**What you need to do:** Copy out the records below exactly, beginning at the line containing "Objective — for every instance of the small" and continuing through the line containing "[[505, 368], [46, 348], [306, 351]]", with both of those lines included.

[Records drawn from a data source]
---------------

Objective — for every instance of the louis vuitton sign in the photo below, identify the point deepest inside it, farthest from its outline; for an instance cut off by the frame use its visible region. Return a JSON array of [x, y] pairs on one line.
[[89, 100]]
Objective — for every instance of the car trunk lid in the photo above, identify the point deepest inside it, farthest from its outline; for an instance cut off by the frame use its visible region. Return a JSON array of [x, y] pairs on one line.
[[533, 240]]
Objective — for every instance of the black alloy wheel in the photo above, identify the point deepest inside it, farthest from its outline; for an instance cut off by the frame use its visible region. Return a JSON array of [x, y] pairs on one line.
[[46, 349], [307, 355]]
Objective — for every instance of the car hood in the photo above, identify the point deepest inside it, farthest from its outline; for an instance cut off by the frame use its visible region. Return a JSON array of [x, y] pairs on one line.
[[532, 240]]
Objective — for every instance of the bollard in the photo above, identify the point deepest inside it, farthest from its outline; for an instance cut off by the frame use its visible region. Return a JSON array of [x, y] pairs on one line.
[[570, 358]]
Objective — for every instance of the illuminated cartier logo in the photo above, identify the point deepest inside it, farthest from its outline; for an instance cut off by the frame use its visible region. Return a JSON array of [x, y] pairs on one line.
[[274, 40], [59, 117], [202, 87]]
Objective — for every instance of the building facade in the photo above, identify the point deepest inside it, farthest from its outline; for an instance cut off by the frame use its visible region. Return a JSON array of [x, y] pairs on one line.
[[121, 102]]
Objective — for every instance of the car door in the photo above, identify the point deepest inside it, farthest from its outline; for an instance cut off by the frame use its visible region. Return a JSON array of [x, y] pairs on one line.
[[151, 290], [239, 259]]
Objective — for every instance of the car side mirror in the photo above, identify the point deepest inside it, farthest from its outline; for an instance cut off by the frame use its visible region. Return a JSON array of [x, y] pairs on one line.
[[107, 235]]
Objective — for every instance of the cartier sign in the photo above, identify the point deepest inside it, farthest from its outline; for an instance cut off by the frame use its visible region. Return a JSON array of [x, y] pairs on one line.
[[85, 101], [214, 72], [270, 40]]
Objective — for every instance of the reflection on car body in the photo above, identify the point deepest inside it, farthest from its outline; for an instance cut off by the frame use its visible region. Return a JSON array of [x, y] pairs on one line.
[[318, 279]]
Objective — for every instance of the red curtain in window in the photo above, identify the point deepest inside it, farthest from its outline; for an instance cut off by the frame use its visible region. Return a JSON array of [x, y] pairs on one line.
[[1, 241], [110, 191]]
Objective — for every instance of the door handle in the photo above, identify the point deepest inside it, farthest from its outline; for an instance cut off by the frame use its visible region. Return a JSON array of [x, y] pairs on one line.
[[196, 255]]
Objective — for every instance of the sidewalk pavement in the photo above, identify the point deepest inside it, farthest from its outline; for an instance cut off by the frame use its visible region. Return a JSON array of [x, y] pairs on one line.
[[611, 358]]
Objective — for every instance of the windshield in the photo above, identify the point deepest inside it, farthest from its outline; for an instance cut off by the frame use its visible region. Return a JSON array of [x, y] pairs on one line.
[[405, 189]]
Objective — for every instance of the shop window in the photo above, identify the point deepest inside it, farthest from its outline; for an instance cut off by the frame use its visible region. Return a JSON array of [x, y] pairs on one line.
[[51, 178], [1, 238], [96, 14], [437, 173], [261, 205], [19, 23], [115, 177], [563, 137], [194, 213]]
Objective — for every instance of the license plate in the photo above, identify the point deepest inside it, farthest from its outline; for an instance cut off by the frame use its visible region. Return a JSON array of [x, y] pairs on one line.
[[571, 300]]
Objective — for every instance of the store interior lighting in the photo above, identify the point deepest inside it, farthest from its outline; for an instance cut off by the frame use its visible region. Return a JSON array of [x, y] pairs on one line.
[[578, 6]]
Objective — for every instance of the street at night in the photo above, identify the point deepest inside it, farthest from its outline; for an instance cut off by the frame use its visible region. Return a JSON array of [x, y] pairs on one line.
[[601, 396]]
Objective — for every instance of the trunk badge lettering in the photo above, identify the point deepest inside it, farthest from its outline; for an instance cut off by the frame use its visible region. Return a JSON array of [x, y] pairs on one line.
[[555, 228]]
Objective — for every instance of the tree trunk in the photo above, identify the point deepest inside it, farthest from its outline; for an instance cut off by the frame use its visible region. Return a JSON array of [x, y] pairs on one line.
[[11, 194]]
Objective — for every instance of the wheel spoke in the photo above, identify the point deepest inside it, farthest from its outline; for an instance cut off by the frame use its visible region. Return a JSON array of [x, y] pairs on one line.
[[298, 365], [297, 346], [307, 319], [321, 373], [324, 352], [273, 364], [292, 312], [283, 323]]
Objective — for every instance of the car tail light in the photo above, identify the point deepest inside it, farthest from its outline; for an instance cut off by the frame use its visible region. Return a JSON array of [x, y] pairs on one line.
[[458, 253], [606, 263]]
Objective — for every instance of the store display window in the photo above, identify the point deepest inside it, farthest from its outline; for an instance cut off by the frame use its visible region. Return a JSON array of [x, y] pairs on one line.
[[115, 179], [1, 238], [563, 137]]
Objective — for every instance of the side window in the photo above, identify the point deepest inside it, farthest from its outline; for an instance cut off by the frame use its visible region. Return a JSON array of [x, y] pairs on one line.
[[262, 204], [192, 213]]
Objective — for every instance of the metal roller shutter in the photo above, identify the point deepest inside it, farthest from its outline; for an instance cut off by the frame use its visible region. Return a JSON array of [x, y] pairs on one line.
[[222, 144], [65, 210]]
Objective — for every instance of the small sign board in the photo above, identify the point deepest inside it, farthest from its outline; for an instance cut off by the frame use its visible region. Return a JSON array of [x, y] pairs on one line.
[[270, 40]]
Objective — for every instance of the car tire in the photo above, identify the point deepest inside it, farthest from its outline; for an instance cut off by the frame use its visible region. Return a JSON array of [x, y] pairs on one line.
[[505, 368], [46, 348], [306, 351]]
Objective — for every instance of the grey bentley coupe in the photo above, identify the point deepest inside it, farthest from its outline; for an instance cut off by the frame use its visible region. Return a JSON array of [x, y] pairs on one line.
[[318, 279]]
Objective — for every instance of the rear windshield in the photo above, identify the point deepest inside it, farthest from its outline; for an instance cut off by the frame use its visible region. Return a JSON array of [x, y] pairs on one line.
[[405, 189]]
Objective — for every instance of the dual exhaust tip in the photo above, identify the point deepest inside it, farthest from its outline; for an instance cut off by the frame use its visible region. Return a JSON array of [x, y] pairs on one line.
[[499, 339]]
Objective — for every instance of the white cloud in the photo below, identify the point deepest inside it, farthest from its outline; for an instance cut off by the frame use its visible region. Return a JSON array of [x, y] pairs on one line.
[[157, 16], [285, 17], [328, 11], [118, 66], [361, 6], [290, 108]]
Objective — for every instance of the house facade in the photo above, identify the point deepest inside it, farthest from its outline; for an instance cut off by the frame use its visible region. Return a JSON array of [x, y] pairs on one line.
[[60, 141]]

---------------

**Right answer:**
Objective — for every instance of the small sign board in the photo above, identify the point deepest inside it, farthest from its outline; for an instance cut off by the frame use its visible region. Return a JSON array of [x, y] pairs on one line.
[[270, 40]]
Objective — for every instance of the car tire in the photo above, identify the point deepest inside it, farthest from its outline; for an instance cut off by the frame use its visible region. Return a JSON array of [x, y] pairs on one line.
[[505, 368], [46, 348], [306, 351]]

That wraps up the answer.